• _Verilen Metin_:
»»
Mükellef olmak için gerekli şartlar:

a. Akıllı olmak b. Ergenlik çağına girmek, bâliğ olmak

Mükellefin yapması ve sakınması gereken emir ve yasaklarla ilgili hükümler 8 tanedir:

1. Farz : Yüce Allah’ın yapılmasını kesinlikle emrettiği işlere farz denir.

Namaz kılmak, oruç tutmak ve zekat vermek gibi.

2. Vacib : Farz kadar kesin olmamakla beraber, yapılması emredilen şeylere vacib denir.

Bayram ve vitir namazı kılmak, kurban kesmek, fitre vermek gibi.

3. Sünnet : Hz. Peygamber (s.a.v.)’in kendisinin yaptığı, yapılmasını tavsiye ettiği veya yapılırken görüp de engel olmadığı iyi, güzel iş ve davranışlara sünnet denir.

Namazların sünnetleri, misvak kullanmak, sakal bırakmak gibi.

4. Müstehab (Mendup) : Yapılması uygun olan ve tavsiye edilen, yapılmamasında da herhangi bir sakınca olmayan işlere denir.

Akika kurbanı kesmek, güzel giyinmek, güzel koku sürünmek gibi.

5. Mübah : Mükellefin yapıp yapmamakta serbest olduğu işlere denir.

Oturmak, yürümek ve uyumak gibi.

6. Haram : Dinimizce yapılması kesin olarak yasaklanan işlere denir.

Haksız yere adam öldürmek, hırsızlık yapmak, içki içmek, domuz eti yemek gibi.

7. Mekruh : Haram kadar kesin olmamakla birlikte, dinimizce yapılmaması istenen işlere denir.

Vacibleri terketmek gibi.

8. Müfsid : Başlanmış olan bir ibadeti bozan iş ve davranışlara denir.

Namazda gülmek, oruçlu iken bilerek bir şey yemek içmek gibi.

(3)
««
• _Kayıtlar_:
»»
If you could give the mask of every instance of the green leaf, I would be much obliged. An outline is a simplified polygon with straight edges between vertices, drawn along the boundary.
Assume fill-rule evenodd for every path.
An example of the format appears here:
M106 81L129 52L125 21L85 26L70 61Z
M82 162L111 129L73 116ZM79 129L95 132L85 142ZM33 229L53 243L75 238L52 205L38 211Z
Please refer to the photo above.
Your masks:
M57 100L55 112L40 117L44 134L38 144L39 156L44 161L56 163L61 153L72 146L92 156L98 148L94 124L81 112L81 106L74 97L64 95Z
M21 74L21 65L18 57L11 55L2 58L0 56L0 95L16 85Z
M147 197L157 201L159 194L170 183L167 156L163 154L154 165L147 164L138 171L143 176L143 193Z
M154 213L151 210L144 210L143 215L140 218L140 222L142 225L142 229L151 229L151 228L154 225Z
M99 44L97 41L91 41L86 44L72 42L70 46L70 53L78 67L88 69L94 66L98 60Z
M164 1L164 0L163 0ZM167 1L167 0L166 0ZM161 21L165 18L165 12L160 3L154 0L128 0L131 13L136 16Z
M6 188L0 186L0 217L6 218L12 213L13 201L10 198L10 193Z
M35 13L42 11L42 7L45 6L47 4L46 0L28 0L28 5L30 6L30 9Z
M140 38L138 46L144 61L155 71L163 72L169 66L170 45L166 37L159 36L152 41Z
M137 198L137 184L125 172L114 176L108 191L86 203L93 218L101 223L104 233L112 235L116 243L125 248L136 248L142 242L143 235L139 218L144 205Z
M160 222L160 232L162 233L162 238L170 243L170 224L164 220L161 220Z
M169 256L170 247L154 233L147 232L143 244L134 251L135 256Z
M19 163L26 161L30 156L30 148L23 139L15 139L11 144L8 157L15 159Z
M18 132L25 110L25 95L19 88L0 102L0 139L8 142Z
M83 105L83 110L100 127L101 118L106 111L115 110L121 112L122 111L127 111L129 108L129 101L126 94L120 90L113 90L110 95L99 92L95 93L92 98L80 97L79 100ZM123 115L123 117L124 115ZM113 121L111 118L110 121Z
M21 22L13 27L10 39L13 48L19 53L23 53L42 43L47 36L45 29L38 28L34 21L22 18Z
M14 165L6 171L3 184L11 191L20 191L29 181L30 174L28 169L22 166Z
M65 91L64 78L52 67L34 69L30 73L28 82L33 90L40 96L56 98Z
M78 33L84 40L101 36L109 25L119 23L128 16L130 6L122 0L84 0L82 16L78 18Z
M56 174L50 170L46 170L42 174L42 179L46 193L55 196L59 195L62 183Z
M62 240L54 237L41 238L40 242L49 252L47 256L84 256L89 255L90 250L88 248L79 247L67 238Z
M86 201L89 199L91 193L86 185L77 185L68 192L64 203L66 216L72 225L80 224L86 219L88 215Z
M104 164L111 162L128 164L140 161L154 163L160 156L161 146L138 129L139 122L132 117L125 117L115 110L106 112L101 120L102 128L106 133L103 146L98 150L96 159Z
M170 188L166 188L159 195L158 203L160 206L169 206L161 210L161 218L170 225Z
««
• _Alıştırma Görevleri_:
1. Metinde "4. Müstehab (Mendup)" ifadesinden "ve uyumak gibi." ifadesine kadar uzanan bölümü kelimesi kelimesine yeniden yazın.
2. Metne göre mükellef olmak için hangi şartların sağlanması gerekir?
3. Metinde mükellefin emir ve yasaklarıyla ilgili olarak sayılan hükümlerin adlarını sırasıyla listeleyin.
Satırlar, metinden bağımsız ayrı bir malzemedir.

• _Cevaplar_:
1.
4. Müstehab (Mendup) : Yapılması uygun olan ve tavsiye edilen, yapılmamasında da herhangi bir sakınca olmayan işlere denir.

Akika kurbanı kesmek, güzel giyinmek, güzel koku sürünmek gibi.

5. Mübah : Mükellefin yapıp yapmamakta serbest olduğu işlere denir.

Oturmak, yürümek ve uyumak gibi.

2. Akıllı olmak ve ergenlik çağına girmek, yani bâliğ olmak.

3. Farz, Vacib, Sünnet, Müstehab (Mendup), Mübah, Haram, Mekruh, Müfsid